::: DATA FOR PROCESSING

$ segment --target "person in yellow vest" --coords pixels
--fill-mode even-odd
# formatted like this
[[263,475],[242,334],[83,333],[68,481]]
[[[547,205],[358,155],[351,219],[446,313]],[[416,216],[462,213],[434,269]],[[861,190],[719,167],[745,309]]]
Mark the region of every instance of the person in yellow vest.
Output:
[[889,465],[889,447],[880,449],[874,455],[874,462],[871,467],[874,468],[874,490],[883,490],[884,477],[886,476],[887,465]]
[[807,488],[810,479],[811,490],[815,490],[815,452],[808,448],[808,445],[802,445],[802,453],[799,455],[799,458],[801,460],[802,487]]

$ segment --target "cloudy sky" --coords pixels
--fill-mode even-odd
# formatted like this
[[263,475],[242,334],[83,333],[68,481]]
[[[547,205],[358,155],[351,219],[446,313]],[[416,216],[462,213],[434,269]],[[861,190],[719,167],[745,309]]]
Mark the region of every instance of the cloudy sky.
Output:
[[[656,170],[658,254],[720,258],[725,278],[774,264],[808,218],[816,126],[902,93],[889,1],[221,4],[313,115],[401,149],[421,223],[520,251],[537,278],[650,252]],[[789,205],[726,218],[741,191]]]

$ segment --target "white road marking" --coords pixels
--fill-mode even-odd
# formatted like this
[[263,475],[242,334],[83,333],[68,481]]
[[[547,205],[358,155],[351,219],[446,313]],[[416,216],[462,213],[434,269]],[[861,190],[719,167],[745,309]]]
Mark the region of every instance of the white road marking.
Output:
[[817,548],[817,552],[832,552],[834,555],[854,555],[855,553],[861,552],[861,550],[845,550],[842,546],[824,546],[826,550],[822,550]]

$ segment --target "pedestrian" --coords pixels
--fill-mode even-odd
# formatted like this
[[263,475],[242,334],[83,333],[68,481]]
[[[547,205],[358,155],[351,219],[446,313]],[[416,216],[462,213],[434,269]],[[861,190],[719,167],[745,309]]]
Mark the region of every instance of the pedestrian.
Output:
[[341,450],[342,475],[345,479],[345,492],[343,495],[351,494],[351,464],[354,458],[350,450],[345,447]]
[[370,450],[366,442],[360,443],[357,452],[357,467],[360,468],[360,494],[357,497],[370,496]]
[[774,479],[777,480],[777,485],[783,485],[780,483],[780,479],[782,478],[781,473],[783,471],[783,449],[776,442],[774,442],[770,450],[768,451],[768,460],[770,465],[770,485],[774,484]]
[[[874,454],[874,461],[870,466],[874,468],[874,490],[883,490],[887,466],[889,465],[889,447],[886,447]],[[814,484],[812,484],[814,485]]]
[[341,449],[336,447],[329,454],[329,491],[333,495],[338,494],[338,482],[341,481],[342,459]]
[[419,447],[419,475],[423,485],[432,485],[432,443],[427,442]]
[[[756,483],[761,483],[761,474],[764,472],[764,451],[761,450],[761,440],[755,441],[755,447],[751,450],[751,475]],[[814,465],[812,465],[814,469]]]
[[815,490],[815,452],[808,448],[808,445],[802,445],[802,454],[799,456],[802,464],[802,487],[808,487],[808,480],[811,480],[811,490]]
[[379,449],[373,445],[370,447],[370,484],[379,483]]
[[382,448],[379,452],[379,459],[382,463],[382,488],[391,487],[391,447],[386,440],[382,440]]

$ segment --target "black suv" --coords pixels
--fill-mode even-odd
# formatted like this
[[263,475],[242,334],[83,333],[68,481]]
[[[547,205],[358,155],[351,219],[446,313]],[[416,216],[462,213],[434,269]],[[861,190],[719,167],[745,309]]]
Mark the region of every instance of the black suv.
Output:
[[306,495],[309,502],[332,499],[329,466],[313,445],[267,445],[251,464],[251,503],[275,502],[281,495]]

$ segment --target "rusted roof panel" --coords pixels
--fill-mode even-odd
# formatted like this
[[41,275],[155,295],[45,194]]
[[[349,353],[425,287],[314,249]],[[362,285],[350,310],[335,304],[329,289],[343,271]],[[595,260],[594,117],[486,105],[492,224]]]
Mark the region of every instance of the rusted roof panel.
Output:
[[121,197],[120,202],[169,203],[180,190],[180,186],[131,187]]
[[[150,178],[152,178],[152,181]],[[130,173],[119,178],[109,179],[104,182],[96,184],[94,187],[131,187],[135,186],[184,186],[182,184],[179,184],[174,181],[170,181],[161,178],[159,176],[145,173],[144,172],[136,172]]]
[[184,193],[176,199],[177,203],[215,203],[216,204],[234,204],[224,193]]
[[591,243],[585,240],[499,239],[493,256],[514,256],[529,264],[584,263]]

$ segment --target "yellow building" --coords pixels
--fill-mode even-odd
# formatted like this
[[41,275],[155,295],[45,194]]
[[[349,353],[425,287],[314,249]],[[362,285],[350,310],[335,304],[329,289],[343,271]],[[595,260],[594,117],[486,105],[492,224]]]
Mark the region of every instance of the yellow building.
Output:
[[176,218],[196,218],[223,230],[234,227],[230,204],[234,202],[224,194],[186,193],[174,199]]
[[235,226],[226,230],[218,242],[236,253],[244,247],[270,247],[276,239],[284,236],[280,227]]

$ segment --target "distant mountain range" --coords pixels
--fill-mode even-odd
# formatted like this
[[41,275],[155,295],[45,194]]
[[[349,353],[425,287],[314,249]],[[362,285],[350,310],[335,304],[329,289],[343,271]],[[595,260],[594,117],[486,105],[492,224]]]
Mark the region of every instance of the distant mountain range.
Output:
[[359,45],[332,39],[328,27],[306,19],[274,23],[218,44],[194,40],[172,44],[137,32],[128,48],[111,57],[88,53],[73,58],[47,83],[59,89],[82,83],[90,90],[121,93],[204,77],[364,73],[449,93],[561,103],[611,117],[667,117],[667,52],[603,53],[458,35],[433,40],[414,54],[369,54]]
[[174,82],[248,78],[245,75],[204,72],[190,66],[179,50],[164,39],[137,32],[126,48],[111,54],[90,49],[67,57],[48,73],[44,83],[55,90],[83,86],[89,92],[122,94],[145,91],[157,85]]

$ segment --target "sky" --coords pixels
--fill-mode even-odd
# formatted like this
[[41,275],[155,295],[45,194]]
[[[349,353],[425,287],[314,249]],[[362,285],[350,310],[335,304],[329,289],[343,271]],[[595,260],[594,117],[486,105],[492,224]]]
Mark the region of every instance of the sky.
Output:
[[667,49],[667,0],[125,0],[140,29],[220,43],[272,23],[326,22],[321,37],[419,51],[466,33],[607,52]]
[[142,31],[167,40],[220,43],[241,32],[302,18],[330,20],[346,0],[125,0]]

::::::

** TASK REQUIREMENTS **
Show every line of the rows above that contains the string "marking". Case counts.

** EXERCISE OUTPUT **
$ segment --target "white road marking" --coords pixels
Mark the region of every instance of the white road marking.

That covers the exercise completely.